> _Exercise details_
Copy out all the entries below, word for word.

•••••

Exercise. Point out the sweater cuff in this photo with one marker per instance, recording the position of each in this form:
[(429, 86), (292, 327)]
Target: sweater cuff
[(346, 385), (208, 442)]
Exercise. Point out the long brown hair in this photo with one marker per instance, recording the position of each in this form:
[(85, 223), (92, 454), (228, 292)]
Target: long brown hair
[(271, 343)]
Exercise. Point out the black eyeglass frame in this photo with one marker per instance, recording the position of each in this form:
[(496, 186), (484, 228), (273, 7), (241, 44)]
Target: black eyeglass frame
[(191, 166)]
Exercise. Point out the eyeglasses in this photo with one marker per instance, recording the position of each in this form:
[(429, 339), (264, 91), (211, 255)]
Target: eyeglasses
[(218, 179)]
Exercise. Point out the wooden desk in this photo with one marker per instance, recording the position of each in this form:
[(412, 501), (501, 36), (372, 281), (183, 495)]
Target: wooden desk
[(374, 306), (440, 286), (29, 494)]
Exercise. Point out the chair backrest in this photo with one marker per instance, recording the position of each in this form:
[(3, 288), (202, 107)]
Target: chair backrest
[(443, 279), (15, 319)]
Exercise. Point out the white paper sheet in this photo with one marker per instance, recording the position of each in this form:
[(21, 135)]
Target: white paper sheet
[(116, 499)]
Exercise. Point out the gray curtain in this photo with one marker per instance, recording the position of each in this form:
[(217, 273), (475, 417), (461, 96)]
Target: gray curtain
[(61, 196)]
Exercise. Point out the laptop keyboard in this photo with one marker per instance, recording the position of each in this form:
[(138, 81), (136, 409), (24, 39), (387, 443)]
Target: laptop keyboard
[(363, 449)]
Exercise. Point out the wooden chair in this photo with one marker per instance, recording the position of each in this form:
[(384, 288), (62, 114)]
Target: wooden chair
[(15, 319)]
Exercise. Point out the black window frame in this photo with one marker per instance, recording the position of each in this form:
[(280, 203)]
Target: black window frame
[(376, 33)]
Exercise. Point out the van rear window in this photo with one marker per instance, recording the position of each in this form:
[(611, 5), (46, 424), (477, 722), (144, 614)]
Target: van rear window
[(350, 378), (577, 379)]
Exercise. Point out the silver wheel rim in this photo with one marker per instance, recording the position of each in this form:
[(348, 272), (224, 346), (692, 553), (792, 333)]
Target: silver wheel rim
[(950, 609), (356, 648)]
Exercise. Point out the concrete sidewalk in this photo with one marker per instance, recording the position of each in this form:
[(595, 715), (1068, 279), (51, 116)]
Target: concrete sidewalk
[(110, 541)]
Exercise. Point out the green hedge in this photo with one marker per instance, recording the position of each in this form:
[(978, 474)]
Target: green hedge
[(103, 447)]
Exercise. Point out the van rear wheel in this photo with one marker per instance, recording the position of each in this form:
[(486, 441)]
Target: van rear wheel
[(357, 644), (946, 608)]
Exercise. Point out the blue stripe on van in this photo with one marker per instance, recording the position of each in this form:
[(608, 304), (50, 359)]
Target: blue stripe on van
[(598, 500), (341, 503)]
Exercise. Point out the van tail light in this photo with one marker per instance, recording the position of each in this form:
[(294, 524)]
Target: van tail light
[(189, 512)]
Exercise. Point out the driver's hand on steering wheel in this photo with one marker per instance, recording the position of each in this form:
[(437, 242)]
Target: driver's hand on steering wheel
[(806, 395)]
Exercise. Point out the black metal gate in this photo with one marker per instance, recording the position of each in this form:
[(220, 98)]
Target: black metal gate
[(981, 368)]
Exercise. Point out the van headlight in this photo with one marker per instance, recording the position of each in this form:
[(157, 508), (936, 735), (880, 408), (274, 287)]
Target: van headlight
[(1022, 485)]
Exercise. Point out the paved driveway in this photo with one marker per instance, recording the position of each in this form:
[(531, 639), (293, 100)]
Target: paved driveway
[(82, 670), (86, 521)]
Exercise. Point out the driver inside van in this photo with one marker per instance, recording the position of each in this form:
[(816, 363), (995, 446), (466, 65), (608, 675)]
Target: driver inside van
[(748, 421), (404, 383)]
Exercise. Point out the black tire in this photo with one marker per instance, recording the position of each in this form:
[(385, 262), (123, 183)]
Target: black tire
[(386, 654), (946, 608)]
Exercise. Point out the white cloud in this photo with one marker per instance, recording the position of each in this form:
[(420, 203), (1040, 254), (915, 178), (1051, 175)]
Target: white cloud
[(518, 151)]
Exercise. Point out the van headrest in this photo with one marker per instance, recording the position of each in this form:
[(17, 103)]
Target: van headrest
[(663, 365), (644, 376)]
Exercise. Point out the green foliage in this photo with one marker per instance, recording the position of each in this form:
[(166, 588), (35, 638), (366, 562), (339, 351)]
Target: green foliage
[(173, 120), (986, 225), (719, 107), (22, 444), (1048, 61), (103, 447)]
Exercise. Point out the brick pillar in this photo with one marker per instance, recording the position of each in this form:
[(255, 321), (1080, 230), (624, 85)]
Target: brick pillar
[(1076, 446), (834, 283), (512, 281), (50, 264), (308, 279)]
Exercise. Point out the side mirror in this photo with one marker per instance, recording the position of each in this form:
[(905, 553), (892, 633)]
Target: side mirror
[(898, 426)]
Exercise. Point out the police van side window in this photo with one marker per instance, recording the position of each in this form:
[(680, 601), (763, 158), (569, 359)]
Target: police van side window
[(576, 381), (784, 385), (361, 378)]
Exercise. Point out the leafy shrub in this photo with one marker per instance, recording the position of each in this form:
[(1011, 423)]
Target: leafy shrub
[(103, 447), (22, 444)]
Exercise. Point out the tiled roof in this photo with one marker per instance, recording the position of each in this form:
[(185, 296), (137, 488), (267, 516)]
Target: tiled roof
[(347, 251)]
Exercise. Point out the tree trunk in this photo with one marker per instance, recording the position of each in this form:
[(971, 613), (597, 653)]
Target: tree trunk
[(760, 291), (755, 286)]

•••••

> _Written solution_
Exercise. Point out the sweater cuff in this photo with one marker per instance, recording the position of each in this form:
[(429, 86), (292, 327)]
Target: sweater cuff
[(346, 385), (208, 442)]
Exercise. Point out the long brown hair in this photo with one marker per instance, recording the position of each in this form:
[(85, 223), (92, 454), (228, 292)]
Target: long brown hair
[(271, 343)]
Exercise. Point out the black eyeglass frame in this photo with one marker per instance, recording the position of each in this form:
[(496, 186), (484, 228), (273, 7), (241, 44)]
Target: black eyeglass frame
[(191, 166)]
Exercise. Point out the eyeglasses in this photo with one marker per instance, recording the position of each in this form:
[(429, 339), (264, 91), (211, 255)]
Target: eyeglasses
[(218, 179)]
Exercise. Point out the wooden desk in this photo with one marker per instance, recording the position of each in this form:
[(412, 501), (501, 36), (372, 281), (183, 495)]
Target: wooden desk
[(374, 306), (440, 286), (29, 494)]
Exercise. Point out the chair backrest in this photo with one marker per instance, recording the position of each in this form:
[(3, 288), (202, 107)]
Target: chair backrest
[(443, 279), (15, 319)]
Exercise. Point out the white paper sheet in this photo with one marker per instance, recording the position of each in this form:
[(21, 135)]
Target: white paper sheet
[(116, 499)]
Exercise. Point out the gray curtain in this photo with one marker per instance, recording the position of each in this form:
[(217, 273), (475, 417), (461, 96)]
Target: gray curtain
[(61, 196)]
Exercise. Point out the laptop keyboard in this photo with one marker per instance, recording the position of each in this form:
[(138, 81), (136, 409), (24, 39), (387, 443)]
Target: laptop keyboard
[(363, 449)]
Exercise. Point out the wooden chair in this photo with one marker per instance, recording the position of each in this form:
[(384, 288), (62, 114)]
Target: wooden chair
[(15, 319)]
Exercise. Point out the black window frame in this photo with one marker per instance, recording the position of each in this form:
[(280, 203)]
Target: black window frame
[(376, 33)]
Exercise. Point out the van rear window in this photo with one marker per instance, recording the position of each in this form:
[(611, 5), (46, 424), (477, 722), (144, 614)]
Target: van rear window
[(350, 378), (577, 379)]
Exercise. Point out the silver wheel rim in this photo with one marker per instance, recording the position of each in this form:
[(348, 272), (224, 346), (692, 553), (792, 333)]
Target: silver wheel rim
[(950, 609), (356, 648)]
Exercise. Point out the concrete sidewalk in this photo with one marker per instance, recording the position of each in this form:
[(595, 715), (1068, 279), (51, 116)]
Target: concrete sidewalk
[(110, 541)]
Exercise. Point out the green hedge in this photo with one marker per instance, recording the position of each in this form:
[(978, 474)]
Target: green hedge
[(103, 447)]
Exercise. Point out the van rear wheel in this photo with one marker per instance, recording the position of each in this form:
[(486, 441)]
Target: van rear wheel
[(357, 644), (946, 608)]
Exercise. Point out the blue stripe on van in this photo with one marker per instance, recording the position of each in this form:
[(608, 304), (50, 359)]
Target: blue stripe on van
[(598, 500), (341, 503)]
Exercise. Point out the van tail light in this photo with one marker per instance, recording the position of each in this form:
[(294, 524)]
Target: van tail light
[(189, 512)]
Exercise. Point out the driver's hand on steering wheel in this photo with one marker per instance, recording the position of each in this form:
[(437, 242)]
Target: driver's hand on steering wheel
[(806, 395)]
Exercise. Point out the black metal gate in this photo with one marker per instance, recording the position of each in this form:
[(220, 98)]
Target: black metal gate
[(981, 368)]
Exercise. Point out the van headlight in this photo with one marker per instance, recording the position of each in this form:
[(157, 508), (936, 735), (880, 408), (274, 287)]
Target: van headlight
[(1022, 485)]
Exercise. Point out the paved driveway in this photo with one marker per instance, recording the position of each in this form:
[(531, 639), (293, 100)]
Target: paved driveway
[(82, 670), (86, 521)]
Exercise. Point out the driver inside van in this photo with one marker per instance, recording the position of each in this form:
[(816, 363), (995, 446), (466, 65), (608, 675)]
Target: driver inside van
[(748, 421), (404, 383)]
Exercise. Point out the black tire in this photo with one marker per instance, recording the position of each in this form:
[(385, 262), (123, 183)]
Target: black tire
[(386, 654), (946, 608)]
Exercise. Point out the white cloud in this photo with one marker per instance, recording the position of each in this form:
[(420, 203), (1040, 254), (915, 178), (1051, 175)]
Target: white cloud
[(518, 151)]
Exercise. Point out the van headrest in this photo with one marker per instance, recording the position of each in this form:
[(17, 103)]
Target: van headrest
[(663, 365), (644, 376)]
Exercise. Point out the green foliage in this photo with one marker per instance, recording the position of each in this form:
[(166, 588), (35, 638), (366, 562), (339, 351)]
Target: green foliage
[(173, 120), (986, 225), (719, 107), (22, 444), (1048, 61), (103, 447)]
Exercise. Point out the brick pillar in this photo with one marker per instance, recording the position of each in this form:
[(255, 321), (1080, 230), (624, 85)]
Target: brick pillar
[(1076, 446), (834, 283), (512, 281), (50, 264), (308, 279)]
Exercise. Point out the side mirror in this photo with one marker per instance, recording the position of each in this form:
[(905, 553), (892, 633)]
Target: side mirror
[(898, 426)]
Exercise. Point out the police van side window in this photo with one marker per instance, recording the position of each in this form:
[(680, 601), (763, 158), (569, 359)]
Target: police van side window
[(576, 381), (784, 385), (361, 378)]
Exercise. Point out the leafy shrub in this photo with one marker per instance, recording the position of each in this form:
[(1011, 423)]
Target: leafy shrub
[(103, 447), (22, 444)]
Exercise. Point out the tiled roof in this photo with one marker per instance, recording the position of each in this form:
[(185, 296), (137, 488), (267, 516)]
Target: tiled roof
[(347, 251)]
Exercise. Point out the tree trunk in this photo with one marker per instance, recording the position of each in this form:
[(971, 613), (597, 653)]
Target: tree trunk
[(760, 291), (755, 286)]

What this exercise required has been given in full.